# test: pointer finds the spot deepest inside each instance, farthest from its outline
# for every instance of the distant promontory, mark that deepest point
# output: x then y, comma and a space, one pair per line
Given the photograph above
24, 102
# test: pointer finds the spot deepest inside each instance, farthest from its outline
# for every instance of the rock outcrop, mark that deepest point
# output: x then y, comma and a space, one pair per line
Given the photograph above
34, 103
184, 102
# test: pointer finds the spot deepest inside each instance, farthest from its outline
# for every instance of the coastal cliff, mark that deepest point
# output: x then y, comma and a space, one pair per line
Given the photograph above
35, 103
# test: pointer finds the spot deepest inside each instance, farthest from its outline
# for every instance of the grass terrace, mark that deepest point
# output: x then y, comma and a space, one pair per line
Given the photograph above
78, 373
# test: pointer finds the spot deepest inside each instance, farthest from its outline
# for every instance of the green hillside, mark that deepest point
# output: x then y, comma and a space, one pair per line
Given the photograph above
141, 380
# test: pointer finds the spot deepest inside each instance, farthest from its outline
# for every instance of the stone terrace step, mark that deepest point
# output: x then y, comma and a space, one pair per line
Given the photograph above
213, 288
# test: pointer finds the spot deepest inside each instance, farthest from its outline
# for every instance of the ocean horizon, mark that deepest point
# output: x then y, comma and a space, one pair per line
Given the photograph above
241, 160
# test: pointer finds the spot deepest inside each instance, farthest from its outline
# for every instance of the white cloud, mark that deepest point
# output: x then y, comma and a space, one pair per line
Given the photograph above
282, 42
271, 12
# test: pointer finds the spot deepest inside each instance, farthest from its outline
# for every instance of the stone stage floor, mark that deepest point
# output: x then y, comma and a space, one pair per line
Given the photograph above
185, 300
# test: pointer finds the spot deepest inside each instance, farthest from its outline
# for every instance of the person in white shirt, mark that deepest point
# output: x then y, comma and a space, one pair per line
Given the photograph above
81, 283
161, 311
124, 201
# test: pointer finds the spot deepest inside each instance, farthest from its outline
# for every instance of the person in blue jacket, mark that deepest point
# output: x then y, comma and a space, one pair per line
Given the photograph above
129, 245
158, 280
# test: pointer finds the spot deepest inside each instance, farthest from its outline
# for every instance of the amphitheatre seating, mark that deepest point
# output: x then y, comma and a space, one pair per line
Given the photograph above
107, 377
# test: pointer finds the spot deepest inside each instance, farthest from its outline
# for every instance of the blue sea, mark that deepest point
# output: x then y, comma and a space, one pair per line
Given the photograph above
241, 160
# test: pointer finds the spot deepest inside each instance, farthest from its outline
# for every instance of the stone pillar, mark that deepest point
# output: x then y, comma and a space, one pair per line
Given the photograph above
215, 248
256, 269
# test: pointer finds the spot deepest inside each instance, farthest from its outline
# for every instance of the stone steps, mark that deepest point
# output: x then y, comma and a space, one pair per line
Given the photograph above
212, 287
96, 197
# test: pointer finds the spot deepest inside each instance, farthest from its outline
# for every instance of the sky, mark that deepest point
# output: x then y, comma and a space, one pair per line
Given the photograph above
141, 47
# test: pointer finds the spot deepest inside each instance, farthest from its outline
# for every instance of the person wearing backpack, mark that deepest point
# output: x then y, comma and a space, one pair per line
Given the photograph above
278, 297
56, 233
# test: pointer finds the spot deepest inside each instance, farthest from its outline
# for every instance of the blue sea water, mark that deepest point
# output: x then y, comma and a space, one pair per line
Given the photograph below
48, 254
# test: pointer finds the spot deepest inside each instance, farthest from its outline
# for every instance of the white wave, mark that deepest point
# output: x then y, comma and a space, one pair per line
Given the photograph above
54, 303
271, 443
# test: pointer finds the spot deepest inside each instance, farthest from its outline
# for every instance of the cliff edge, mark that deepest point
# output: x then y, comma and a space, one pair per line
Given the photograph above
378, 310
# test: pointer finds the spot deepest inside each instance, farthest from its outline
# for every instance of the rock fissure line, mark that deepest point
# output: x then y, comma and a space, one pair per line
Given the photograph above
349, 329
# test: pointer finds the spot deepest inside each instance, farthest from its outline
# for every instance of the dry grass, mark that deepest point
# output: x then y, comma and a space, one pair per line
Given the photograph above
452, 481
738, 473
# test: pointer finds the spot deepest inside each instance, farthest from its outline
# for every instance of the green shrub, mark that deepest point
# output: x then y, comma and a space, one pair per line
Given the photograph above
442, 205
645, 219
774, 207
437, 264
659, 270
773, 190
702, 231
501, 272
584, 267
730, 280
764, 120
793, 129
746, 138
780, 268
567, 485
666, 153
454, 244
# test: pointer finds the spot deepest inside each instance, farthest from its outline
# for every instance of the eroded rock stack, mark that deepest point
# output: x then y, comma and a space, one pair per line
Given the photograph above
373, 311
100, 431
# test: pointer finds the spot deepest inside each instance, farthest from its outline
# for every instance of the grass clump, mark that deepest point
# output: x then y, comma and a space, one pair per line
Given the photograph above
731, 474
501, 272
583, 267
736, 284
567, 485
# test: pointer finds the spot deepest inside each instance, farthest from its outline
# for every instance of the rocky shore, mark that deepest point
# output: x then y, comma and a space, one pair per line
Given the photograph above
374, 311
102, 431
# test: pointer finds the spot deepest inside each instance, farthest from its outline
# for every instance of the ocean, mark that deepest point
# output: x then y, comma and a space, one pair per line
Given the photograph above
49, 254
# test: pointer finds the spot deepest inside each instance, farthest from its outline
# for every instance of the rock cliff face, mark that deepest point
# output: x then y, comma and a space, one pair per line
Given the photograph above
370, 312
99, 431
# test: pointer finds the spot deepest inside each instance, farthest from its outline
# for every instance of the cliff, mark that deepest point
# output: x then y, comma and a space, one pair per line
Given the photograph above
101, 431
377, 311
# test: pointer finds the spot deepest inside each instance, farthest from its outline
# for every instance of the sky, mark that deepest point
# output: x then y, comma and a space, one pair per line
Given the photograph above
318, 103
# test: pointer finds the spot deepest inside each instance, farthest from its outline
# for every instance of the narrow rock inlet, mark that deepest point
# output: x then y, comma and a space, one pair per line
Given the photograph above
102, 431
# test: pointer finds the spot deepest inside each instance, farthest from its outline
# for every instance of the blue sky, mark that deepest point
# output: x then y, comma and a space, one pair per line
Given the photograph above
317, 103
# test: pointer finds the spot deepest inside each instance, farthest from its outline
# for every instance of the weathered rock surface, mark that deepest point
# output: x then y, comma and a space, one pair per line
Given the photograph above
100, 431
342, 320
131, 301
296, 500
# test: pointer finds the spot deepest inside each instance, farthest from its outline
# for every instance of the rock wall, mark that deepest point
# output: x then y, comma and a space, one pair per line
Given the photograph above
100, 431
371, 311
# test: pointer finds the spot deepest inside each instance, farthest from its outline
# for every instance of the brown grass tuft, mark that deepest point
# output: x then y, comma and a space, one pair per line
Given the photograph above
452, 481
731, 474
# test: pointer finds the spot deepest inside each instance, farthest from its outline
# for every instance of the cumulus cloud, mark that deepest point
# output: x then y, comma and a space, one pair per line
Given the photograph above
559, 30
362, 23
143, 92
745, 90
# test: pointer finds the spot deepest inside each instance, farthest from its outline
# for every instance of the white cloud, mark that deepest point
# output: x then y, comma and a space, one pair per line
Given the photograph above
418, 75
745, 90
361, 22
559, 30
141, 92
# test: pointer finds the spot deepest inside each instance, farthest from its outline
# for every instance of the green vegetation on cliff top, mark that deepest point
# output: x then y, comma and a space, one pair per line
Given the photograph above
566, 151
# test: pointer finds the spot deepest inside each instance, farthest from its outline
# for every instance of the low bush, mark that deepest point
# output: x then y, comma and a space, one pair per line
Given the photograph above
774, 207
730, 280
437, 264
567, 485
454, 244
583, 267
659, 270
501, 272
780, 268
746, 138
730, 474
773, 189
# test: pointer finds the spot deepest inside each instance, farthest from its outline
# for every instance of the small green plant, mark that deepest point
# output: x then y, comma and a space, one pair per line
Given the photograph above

■ ■ ■ ■ ■

* [En qué consiste] Indica cada una de las líneas anteriores que contenga la palabra "terrace", teniendo en cuenta las mayúsculas y minúsculas.

* [Solución]
# for every instance of the grass terrace, mark that deepest point
# for every instance of the stone terrace step, mark that deepest point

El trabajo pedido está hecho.